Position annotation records

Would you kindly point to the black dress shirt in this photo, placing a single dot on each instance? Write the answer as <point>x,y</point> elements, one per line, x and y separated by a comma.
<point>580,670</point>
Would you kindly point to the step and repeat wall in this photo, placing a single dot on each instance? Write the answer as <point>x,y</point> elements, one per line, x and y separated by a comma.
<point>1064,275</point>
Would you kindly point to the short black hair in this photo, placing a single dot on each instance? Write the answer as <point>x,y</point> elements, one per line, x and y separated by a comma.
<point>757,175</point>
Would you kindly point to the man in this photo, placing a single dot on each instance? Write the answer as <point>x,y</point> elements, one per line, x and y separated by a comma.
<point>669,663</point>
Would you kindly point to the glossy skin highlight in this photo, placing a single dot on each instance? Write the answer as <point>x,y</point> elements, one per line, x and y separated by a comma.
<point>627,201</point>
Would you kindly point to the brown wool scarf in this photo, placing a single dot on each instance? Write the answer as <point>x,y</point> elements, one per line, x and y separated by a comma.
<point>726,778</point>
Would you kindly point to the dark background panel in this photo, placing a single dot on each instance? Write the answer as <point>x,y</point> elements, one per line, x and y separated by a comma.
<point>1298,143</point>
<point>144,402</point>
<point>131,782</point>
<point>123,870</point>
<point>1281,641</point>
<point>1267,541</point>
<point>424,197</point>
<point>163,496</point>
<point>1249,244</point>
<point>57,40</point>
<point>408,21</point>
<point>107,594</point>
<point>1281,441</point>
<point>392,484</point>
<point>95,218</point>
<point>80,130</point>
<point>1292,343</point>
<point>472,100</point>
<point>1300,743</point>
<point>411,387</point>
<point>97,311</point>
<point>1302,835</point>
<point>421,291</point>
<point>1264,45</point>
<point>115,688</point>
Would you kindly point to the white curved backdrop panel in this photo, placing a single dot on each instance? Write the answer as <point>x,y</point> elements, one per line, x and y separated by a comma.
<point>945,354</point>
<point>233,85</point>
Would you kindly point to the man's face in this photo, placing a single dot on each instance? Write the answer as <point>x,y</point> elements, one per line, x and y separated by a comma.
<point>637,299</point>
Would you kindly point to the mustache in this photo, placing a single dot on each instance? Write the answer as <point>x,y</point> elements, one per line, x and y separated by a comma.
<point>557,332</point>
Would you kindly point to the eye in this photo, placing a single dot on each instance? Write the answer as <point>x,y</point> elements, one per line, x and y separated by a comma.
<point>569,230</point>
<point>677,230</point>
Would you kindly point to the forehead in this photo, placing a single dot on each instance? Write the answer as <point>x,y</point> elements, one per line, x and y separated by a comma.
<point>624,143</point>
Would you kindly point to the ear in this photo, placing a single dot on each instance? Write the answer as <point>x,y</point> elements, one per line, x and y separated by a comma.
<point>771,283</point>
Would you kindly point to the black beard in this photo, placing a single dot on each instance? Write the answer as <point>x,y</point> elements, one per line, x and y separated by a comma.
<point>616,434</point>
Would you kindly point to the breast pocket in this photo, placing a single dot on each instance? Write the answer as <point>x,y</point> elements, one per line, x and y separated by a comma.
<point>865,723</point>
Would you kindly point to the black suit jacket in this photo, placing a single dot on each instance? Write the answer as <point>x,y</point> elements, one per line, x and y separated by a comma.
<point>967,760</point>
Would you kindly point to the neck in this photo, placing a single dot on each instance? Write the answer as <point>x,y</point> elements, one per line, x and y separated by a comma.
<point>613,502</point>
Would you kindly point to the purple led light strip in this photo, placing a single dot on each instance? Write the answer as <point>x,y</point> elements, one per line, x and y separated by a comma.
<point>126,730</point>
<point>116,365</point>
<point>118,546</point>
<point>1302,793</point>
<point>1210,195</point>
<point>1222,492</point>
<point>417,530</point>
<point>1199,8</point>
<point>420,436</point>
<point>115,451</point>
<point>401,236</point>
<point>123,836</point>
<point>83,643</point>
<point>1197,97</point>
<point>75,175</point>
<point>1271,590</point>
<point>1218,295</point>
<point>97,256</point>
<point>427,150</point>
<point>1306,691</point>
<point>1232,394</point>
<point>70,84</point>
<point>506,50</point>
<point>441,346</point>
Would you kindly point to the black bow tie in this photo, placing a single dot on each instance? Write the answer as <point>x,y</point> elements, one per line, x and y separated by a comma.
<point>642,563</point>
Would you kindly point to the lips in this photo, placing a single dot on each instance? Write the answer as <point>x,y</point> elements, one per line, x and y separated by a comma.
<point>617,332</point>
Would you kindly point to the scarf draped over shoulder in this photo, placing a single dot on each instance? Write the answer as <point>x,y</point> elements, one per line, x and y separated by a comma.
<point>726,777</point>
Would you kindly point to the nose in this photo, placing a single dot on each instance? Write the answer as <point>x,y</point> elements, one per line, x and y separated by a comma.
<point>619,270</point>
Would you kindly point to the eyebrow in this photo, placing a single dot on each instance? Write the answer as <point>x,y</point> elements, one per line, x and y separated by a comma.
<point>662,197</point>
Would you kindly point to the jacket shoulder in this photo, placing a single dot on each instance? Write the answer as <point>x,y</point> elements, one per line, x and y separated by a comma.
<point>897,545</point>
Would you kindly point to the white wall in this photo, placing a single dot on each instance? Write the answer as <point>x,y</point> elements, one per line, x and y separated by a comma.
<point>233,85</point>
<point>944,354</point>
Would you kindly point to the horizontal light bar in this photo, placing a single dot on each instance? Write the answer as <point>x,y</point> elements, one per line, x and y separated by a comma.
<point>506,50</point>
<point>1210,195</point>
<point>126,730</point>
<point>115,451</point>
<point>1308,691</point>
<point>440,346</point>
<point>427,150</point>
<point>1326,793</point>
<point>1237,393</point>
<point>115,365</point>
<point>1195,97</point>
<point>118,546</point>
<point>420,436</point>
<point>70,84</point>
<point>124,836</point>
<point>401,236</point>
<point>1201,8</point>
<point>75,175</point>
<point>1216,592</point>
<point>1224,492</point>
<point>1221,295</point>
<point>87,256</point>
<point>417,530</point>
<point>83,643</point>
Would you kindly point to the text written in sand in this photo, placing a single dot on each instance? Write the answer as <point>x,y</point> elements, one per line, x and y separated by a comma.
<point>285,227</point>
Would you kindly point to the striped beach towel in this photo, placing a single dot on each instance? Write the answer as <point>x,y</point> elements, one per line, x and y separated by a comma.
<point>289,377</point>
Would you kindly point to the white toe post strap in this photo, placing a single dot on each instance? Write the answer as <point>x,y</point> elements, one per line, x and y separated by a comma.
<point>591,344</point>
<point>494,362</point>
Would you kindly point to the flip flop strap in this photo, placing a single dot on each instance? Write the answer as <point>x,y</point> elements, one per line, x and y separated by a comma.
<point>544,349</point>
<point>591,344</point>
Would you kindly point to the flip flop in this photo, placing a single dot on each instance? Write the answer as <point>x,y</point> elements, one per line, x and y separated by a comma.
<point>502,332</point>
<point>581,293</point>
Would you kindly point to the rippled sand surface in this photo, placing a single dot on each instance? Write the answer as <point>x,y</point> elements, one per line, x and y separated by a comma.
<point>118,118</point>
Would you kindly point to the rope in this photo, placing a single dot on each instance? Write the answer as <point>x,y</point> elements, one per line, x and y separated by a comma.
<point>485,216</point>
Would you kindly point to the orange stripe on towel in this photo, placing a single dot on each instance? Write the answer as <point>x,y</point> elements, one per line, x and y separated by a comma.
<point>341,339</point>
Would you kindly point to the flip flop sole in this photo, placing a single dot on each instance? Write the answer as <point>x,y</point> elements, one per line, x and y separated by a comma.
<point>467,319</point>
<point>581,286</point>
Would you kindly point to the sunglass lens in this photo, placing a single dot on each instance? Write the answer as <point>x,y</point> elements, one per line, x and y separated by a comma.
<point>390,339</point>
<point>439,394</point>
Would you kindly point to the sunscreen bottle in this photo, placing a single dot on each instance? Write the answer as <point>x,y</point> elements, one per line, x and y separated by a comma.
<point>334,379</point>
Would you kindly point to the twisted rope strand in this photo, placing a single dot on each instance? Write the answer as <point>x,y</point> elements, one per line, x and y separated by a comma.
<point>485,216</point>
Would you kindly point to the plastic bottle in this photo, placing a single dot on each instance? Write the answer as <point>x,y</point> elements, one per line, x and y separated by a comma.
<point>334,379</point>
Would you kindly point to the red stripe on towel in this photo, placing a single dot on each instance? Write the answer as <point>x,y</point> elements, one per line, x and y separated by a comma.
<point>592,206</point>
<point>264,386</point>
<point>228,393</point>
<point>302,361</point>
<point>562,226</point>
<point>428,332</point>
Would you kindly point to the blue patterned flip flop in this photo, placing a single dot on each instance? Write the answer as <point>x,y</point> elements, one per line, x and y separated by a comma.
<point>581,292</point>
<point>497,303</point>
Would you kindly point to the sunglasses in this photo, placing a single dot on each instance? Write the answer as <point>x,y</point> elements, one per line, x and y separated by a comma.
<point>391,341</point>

# TASK PROMPT:
Your task is to reproduce, exactly and exclusively, the lines from the one holding "Would you kindly point to the twisted" through the final line of the listing.

# RESPONSE TO THIS EXERCISE:
Would you kindly point to the twisted rope strand in this photo, placing a single dot on each instance? Write the answer as <point>x,y</point> elements, one per line, x and y separated by a comma.
<point>485,216</point>
Would you kindly point to the plastic bottle in this photo, placing a single dot on each instance? Write the answer as <point>x,y</point> elements, one per line, x and y separated by a comma.
<point>334,379</point>
Would you kindly point to the red stripe on towel in this photo, placing a single dot on each instance? Write the answer as <point>x,y</point> elements, one per line, x and y separated by a comma.
<point>592,206</point>
<point>264,386</point>
<point>228,393</point>
<point>302,361</point>
<point>562,226</point>
<point>428,332</point>
Would you kindly point to the blue patterned flip flop in this photo, placing a single dot on each instance? Write the answer as <point>x,y</point> elements, one per line, x and y separated by a comma.
<point>581,292</point>
<point>497,303</point>
Would you kindly point to the sunglasses in this photo, placing a single dot on each instance? Write the answer as <point>x,y</point> elements, one per line, x and y separated by a comma.
<point>391,341</point>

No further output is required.